Exercise - Please print each entry below exactly as it stands, but without any pictures.

Entries provided -
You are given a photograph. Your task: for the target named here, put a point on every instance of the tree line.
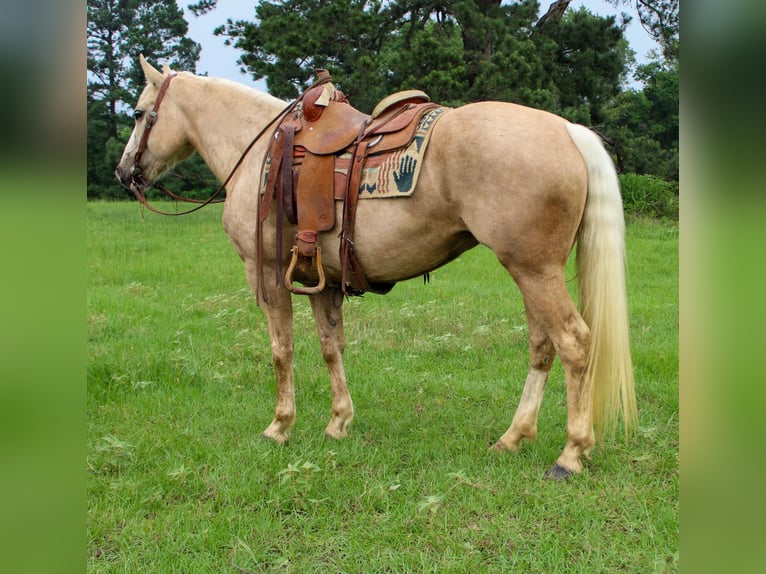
(570, 62)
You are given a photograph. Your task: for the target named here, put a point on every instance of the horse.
(526, 183)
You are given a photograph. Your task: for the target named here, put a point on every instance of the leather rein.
(138, 183)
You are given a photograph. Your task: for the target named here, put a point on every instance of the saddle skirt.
(325, 151)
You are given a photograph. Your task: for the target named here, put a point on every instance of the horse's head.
(159, 137)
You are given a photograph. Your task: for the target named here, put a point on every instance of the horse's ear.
(153, 75)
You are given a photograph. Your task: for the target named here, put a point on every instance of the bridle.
(137, 181)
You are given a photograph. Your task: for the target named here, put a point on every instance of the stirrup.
(297, 289)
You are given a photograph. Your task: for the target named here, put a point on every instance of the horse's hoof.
(277, 437)
(557, 472)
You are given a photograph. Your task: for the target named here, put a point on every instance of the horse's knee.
(282, 355)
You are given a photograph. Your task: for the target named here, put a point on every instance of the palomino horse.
(525, 183)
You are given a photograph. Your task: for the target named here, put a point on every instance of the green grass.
(180, 386)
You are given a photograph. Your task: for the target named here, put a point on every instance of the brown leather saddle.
(306, 174)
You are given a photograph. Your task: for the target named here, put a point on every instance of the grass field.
(180, 386)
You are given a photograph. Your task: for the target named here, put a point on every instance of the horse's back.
(514, 175)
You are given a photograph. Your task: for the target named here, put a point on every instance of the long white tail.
(603, 295)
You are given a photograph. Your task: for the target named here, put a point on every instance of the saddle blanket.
(394, 174)
(385, 175)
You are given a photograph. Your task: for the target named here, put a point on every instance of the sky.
(220, 61)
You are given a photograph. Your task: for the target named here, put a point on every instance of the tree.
(586, 57)
(642, 126)
(117, 31)
(660, 19)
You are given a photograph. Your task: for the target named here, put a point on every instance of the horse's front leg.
(328, 315)
(278, 309)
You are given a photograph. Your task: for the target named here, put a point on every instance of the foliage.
(649, 196)
(660, 18)
(643, 126)
(573, 63)
(180, 384)
(117, 32)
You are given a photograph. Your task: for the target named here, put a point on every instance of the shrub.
(649, 196)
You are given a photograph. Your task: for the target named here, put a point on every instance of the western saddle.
(305, 173)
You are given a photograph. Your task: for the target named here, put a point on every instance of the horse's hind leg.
(541, 354)
(328, 315)
(548, 301)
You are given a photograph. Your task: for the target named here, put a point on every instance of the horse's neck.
(224, 117)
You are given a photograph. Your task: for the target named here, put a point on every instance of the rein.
(137, 177)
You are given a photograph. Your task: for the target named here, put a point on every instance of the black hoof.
(557, 472)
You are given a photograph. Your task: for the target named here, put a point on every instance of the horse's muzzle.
(124, 176)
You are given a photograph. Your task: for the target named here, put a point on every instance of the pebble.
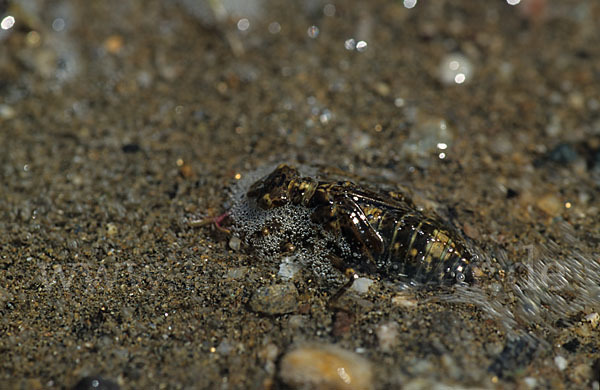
(361, 285)
(95, 383)
(111, 229)
(288, 268)
(455, 69)
(235, 243)
(560, 362)
(593, 319)
(325, 367)
(563, 154)
(387, 335)
(7, 112)
(550, 204)
(430, 135)
(275, 299)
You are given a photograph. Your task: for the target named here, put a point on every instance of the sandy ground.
(124, 123)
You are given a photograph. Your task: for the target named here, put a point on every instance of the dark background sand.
(123, 121)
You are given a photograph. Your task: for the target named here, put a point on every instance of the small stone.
(6, 112)
(563, 154)
(95, 383)
(593, 319)
(235, 243)
(560, 362)
(342, 324)
(325, 367)
(224, 347)
(387, 334)
(531, 382)
(405, 300)
(237, 273)
(382, 89)
(361, 285)
(111, 229)
(275, 299)
(455, 69)
(582, 374)
(288, 268)
(550, 204)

Response area -
You are given a photograph. Your task: for the target named here, put a point on every instance of the tree line.
(570, 62)
You are given a photograph. Your task: for the target named here, put a point on every instance of the horse.
(526, 183)
You are given a photograph. Your task: for the target named here, put a point on every instance of the leather rein.
(138, 183)
You are given a photograph. Your task: for the target named here, put a point on every instance of the saddle skirt.
(325, 151)
You are given a photograph. Your task: for the target named here, put a point on every instance of the horse's head.
(159, 137)
You are given a photograph. Your task: for the target named here, put a point on every instance of the horse's ear.
(153, 75)
You are given a photograph. Your task: for the target named here, put a point on every instance of the bridle.
(137, 181)
You are given a photograph. Your task: for the target named here, put a point on every instance of the stirrup.
(297, 289)
You are given a photograph. Your task: for the target named here, put a point on every instance of the horse's hoof.
(277, 437)
(557, 472)
You are given a photograph. Your task: for the target named here, put a point on every instance of the horse's knee.
(282, 355)
You are given a photograph. Your task: for the target named here, put a point on every instance of the palomino horse.
(525, 183)
You are given a photograph. Your task: for the target named here, put a point on every instance of the green grass.
(180, 386)
You are given a photograph. Your task: for the target named here, put a point on every instance of the brown leather saddle.
(306, 174)
You are given a photograph. Your task: for the target named here, put a point on every instance of the grass field.
(180, 386)
You are given a photograph. Your task: for the target named here, put a point on every instance of the horse's back.
(514, 175)
You are given a photograph. Your task: for the target named here, put a point on every instance of the long white tail.
(603, 295)
You are given a photograph. Your task: for the target named here, put a point on every instance of the saddle blanket.
(394, 174)
(385, 175)
You are given a photograph. Your task: for the target named here, put a point on every instance of the sky.
(220, 61)
You are given a photograph. Your task: for the target named here, put a point on every instance of the tree.
(586, 57)
(642, 126)
(117, 31)
(660, 19)
You are given a photograph. Your task: for the target named here, put a point on every instance of the horse's front leg.
(328, 315)
(278, 309)
You are given a photograph. Your task: for the target named here, put a point on every instance of the foliage.
(649, 196)
(660, 18)
(643, 126)
(573, 63)
(180, 384)
(117, 32)
You are given a photograph. Your task: for the target named here, put a point on every instance of the shrub.
(649, 196)
You are given a photograph. Your task: for the target named here, put a point on every instance of the western saddle.
(305, 173)
You are given a photograph. Your task: for the target named here, put a point on every instance of the horse's hind leg.
(541, 354)
(328, 315)
(548, 301)
You are given a photograph. Your task: for the target named here, put a point on every instance of the horse's neck.
(224, 117)
You are given a photograph. Your task: for the target named here, put a point on every instance of the rein.
(137, 177)
You are given a photograph. Your task: for the target named here, put a point on every instance of the black hoof.
(557, 472)
You are given a photograph. Your task: for the target named here, put a point on every instance of the horse's muzzle.
(124, 176)
You are given a photograph. Your task: for the target named here, put a point on every instance of the pebble.
(361, 285)
(95, 383)
(111, 229)
(288, 268)
(455, 69)
(235, 243)
(560, 362)
(593, 319)
(325, 367)
(563, 154)
(387, 335)
(7, 112)
(550, 204)
(430, 135)
(275, 299)
You are given a photograph. Your task: for the target named here, put a point on every instance of the sandy ground.
(124, 123)
You are given a photograph. Your task: for the target named here, put a point on every instance of the dark background sand.
(123, 121)
You are given a photograph. Your task: for the target named here, put a point on every instance of the small stone.
(6, 112)
(563, 154)
(95, 383)
(593, 319)
(235, 243)
(560, 362)
(342, 324)
(325, 367)
(224, 347)
(387, 334)
(531, 382)
(405, 300)
(237, 273)
(382, 89)
(361, 285)
(111, 229)
(275, 299)
(455, 69)
(582, 374)
(288, 268)
(550, 204)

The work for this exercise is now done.